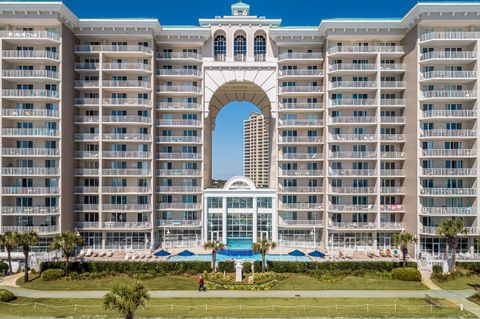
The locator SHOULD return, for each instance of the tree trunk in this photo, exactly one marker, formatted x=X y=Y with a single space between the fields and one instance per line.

---

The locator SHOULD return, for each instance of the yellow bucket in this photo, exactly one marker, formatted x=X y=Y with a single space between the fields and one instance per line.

--

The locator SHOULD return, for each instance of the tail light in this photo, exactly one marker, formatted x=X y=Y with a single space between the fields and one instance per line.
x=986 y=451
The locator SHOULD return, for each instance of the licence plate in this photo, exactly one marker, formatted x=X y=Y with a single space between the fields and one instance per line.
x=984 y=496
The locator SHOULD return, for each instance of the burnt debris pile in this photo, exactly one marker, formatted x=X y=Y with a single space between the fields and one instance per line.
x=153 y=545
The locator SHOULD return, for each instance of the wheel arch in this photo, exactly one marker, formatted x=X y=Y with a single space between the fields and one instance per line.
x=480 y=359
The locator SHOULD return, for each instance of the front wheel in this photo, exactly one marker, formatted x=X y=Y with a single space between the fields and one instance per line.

■ What to produce
Send back exactly the lines of the listing above starting at the one with "The locator SHOULD return, for each instance of the burnt" and ending at the one with "The locator SHOULD return, for each instance of the front", inclusive, and no others.

■ Answer below
The locator SHOULD return, for each instance of the burnt debris pile in this photo, exactly one marker, formatted x=X y=Y with a single space between the fields and one instance per line.
x=153 y=545
The locator SHOULD return, for each instance of the wheel arch in this photo, exactly one marker, formatted x=X y=Y with a single space between the fields and one instance per line.
x=480 y=359
The locator SHOULD return, for each instance of the front wheel in this photo, exactly one marker, formatted x=X y=Y with a single space between the fields and one instance per line.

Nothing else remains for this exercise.